▶ TASK DETAILS: Drop every picture, then transcribe the remaining data exactly.

--------------------------------------------------

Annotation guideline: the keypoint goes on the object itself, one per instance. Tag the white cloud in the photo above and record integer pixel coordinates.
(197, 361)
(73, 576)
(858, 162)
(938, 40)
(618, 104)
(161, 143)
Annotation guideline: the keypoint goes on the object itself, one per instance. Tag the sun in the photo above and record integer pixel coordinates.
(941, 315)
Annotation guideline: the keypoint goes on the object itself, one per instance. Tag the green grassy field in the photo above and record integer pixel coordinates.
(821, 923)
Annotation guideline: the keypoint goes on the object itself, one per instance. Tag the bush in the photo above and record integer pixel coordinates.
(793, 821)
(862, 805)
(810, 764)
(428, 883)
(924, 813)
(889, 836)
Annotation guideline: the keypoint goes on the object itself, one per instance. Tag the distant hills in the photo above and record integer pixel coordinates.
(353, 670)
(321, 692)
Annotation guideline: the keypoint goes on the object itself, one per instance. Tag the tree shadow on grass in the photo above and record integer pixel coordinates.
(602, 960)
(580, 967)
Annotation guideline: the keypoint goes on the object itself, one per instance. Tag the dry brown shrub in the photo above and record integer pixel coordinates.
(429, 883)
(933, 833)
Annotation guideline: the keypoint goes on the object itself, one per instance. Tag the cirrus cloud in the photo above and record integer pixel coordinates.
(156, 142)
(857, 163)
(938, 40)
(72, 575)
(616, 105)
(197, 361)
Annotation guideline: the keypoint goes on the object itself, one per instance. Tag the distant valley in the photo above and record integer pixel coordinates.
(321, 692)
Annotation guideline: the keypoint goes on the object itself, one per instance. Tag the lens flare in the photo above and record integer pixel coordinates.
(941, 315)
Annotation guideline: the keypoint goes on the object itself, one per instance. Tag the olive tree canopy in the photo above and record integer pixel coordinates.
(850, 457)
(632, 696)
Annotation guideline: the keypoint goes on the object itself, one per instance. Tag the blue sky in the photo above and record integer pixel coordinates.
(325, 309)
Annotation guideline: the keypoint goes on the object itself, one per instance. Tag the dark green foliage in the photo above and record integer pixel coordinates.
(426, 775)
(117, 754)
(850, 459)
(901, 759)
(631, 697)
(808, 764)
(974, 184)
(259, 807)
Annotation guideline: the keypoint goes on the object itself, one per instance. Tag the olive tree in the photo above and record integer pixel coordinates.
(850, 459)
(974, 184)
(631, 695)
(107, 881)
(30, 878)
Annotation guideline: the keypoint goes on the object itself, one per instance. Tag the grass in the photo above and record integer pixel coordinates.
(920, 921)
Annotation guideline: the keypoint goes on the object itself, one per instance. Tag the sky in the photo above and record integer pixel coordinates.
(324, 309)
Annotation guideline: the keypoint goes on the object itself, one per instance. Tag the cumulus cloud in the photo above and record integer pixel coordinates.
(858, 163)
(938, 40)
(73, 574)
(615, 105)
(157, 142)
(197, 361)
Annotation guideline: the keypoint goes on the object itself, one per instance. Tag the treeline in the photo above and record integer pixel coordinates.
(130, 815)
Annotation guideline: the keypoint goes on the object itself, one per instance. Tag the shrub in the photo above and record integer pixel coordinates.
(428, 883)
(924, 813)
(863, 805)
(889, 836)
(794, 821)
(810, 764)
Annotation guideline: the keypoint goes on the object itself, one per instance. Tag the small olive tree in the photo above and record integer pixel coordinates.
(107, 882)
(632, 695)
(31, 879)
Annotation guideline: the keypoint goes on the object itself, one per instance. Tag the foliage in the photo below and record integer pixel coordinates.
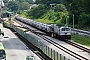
(60, 8)
(13, 5)
(82, 40)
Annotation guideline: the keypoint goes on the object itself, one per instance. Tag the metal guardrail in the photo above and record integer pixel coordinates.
(38, 43)
(81, 32)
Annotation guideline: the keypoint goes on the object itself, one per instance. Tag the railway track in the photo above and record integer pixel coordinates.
(75, 55)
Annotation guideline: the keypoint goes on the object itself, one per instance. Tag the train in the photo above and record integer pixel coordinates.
(58, 31)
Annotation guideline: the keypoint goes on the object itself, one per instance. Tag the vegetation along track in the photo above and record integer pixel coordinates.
(77, 56)
(78, 46)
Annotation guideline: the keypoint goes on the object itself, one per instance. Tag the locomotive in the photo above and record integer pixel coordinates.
(61, 32)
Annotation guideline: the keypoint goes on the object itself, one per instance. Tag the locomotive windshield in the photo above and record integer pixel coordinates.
(65, 29)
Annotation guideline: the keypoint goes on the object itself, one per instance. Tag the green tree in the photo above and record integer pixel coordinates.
(24, 6)
(60, 8)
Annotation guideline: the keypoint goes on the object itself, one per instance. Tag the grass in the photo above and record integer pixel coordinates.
(81, 39)
(46, 21)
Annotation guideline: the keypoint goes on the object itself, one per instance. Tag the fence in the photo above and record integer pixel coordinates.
(38, 43)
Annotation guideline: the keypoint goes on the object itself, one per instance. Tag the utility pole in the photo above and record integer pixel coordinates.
(73, 21)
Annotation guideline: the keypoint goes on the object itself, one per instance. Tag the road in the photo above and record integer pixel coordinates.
(15, 49)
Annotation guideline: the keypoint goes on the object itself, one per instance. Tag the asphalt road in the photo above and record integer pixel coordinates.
(15, 49)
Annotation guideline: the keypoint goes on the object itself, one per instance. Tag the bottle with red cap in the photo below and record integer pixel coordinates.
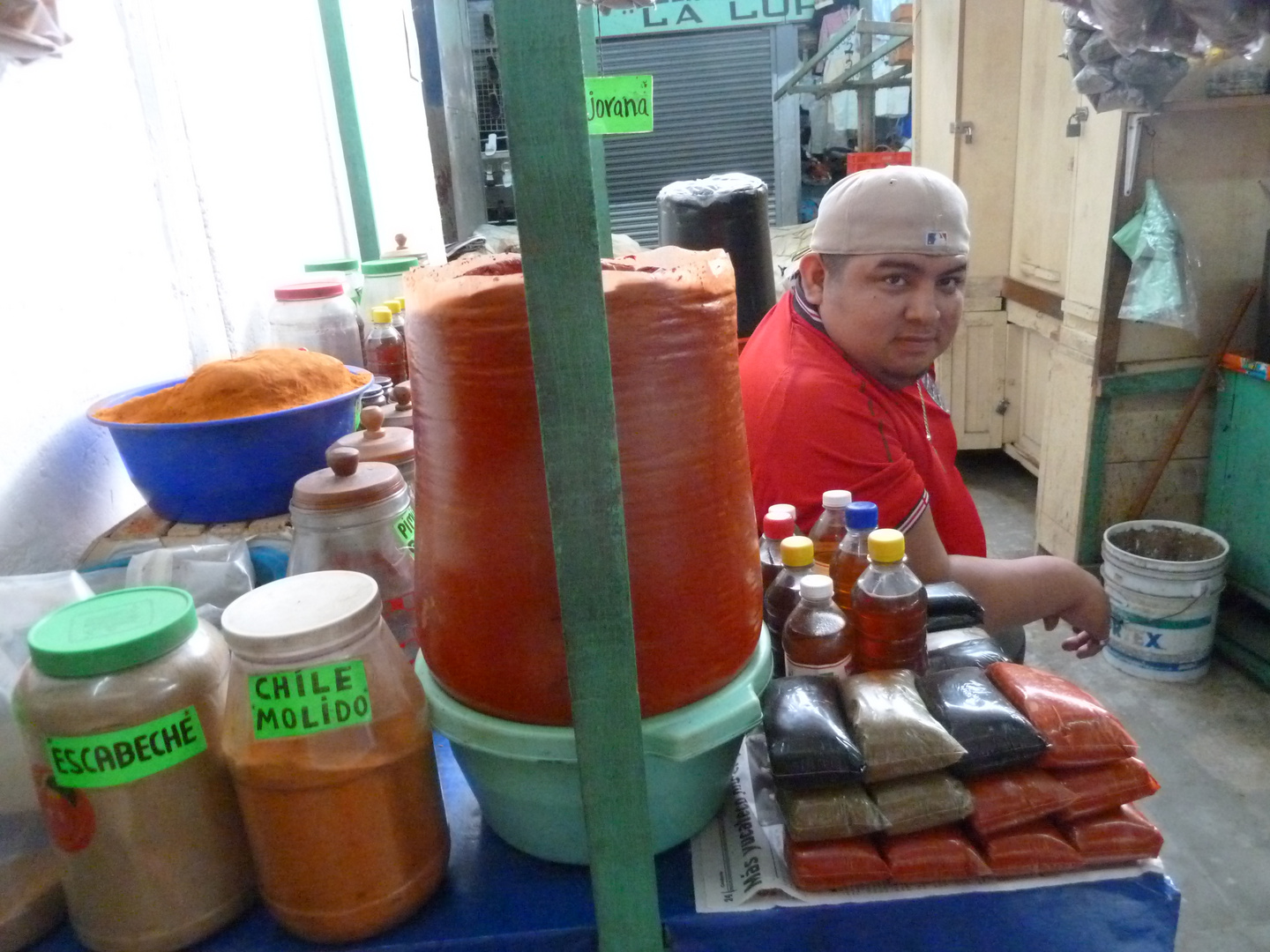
(776, 527)
(317, 315)
(889, 608)
(830, 527)
(817, 639)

--------------------------------------------------

▶ WRITTEN RESPONSE:
Annotation guideline: the keypoint goes on the object itself, one per instance. Tag the white cloud in the photo above and record integer pixel coordinates.
(197, 361)
(73, 576)
(858, 162)
(938, 40)
(618, 104)
(161, 143)
Annotation guideline: the keypoint goes on the object itself, one per instance. Tag the sun in the photo above and record integer pixel coordinates.
(941, 315)
Annotation guideline: the keypoint goes on the object itself, one per instance. Tag the green grassy field in the photo above and record integer pixel coordinates.
(821, 923)
Annotation guideline: the keypoint goes on the object itself, one per instance. Tag the bush in the photo above and record integer pixel coordinates.
(793, 821)
(862, 805)
(810, 764)
(428, 883)
(924, 813)
(889, 836)
Annotation guideline: the keypoint goes on the object itself, one per instance. Tag the distant hills in the photo above and record integer pixel coordinates.
(353, 670)
(321, 692)
Annotation guideline: the keypoint goes on the object itself, one per instance. Tag the tree shadow on grass in the photo above and record integer pixel coordinates.
(602, 960)
(580, 967)
Annotation guideline: the keypoint goes on the object itself, one per instance. Tag the dry brown shrub in the photo above and record integer pixel coordinates.
(429, 883)
(933, 833)
Annotation guideline: the keypoint goes on the object itself, one per instance. Tag the cirrus cloud in the photo above and record integer pixel coordinates.
(156, 142)
(857, 163)
(938, 40)
(72, 575)
(616, 105)
(197, 361)
Annotation guideline: the keypoint goes on the object itself, one per instance. Tag the distant valley in the photo above and record integer pixel coordinates.
(321, 692)
Annotation guideline: the keypoint goes on the object itself, one per instance. Tag the lens flare in the photo above and record integer pixel coordinates.
(941, 315)
Annotation guideline: the keypoint goes on the object itself, one per instance. Tag the olive tree canopy in the photo above and record integer pixel coordinates.
(850, 457)
(632, 696)
Annotation guideline: the keypoint goes on the object itself, one per instance. Tag the blue sky in the photo above and record integer pixel coordinates.
(325, 309)
Annotation guideline: the keypoint goes on the object itself, one per instance. Tag the dark green foliage in the photo above and record integer pixel coordinates.
(426, 775)
(117, 754)
(850, 459)
(901, 759)
(631, 697)
(808, 764)
(974, 184)
(259, 807)
Annotation guideline: the keypoint goes on the object itself, one per instance. Tag the olive tree in the photo above and record integer pixel coordinates.
(850, 459)
(974, 184)
(631, 695)
(107, 881)
(30, 878)
Annotation guideline: the keypoint goes on the object itself, one per instance. Tag the grass in the photo above and record integer pixel coordinates.
(920, 921)
Annotation guideline: the keypoint goes on the object itself, one per instance. Tag the sky in the photo above and record integer pixel coordinates.
(324, 309)
Annotation guideline: the keypoint goes on the object itself, one per instance. Tag the cumulus cloud in the photo above and record integer pixel coordinates.
(858, 163)
(938, 40)
(73, 574)
(615, 105)
(157, 142)
(197, 361)
Annotation guideline: the keypoint goes on the object itself, one per instance. Tag the treeline in the photo above and record integer pixel coordinates.
(130, 815)
Annotation guideline: the keypoint goes on the object itself, one per instance. Tag the shrub in the photo above and record integer pixel coordinates.
(428, 883)
(924, 813)
(863, 805)
(889, 836)
(794, 821)
(810, 764)
Annotation guideline: the keypoint goes on the object itself, one per instance. Tag the small olive tree in the photo above and record integer pixel coordinates.
(107, 882)
(632, 695)
(31, 879)
Annotation guideline: the keypoint goes on the object itself, one per instance. Tag the foliage in the photo below and record integer pixel coordinates.
(60, 8)
(13, 5)
(82, 40)
Annotation guideline: the keypoint goes on the object itself, one per instance. Tag the metal guardrail in the photo above and record integer pixel coordinates.
(38, 43)
(81, 32)
Annotation guideline: the keypoint goes on the object itself, one per instance. Tag the railway track in the photo above and record integer pixel coordinates.
(75, 55)
Annotation guideline: the keypoint goes on the object itself, one per instance. Tag the train in the photo above and record integer pixel coordinates.
(58, 31)
Annotation guideline: the keypoint goes on the object itself, one per instance. Tag the vegetation along track in the photo above and record integer pixel coordinates.
(77, 56)
(78, 46)
Annotation guideline: the keypoint goes on the object itself, one per instance. Tag the locomotive in the photo above and record integer pixel coordinates.
(61, 32)
Annotation guideline: the keypoint goes on the object itself, one per instance. Tag the locomotive windshield in the photo above and record integer pixel coordinates.
(65, 29)
Annotation guideline: the keypoint goes on the object itself, one per instance. Tag the green tree in the photo above and record integer pixel coordinates.
(24, 6)
(60, 8)
Annotation guideline: the keypoint goes on the object itself, one per instance. Tag the grass in the photo above and record integer pixel coordinates.
(81, 39)
(46, 21)
Annotation guideline: the keypoint goes on the object itself, one per instance. Tag the fence in the photo above and record integer pixel coordinates.
(38, 43)
Annotation guideline: the keypoint goes on the object itself, one per instance. Tag the utility pole in the photo above and record integer pixel coordinates.
(73, 21)
Annotation guideline: the keypoint goes on the object itself, one per instance. Tag the road in the photo above and record integer pixel coordinates.
(15, 49)
Annotation guideline: the keypoint goes on the object itself, one per instance. Tag the asphalt road in the photo above and record integer pixel coordinates.
(15, 49)
Annotation guideline: the keypoint goes on the object itself, one per instance. Tag the bottle with red cap in the photo below and record integer pixel coordinates.
(776, 527)
(317, 315)
(889, 608)
(830, 527)
(817, 639)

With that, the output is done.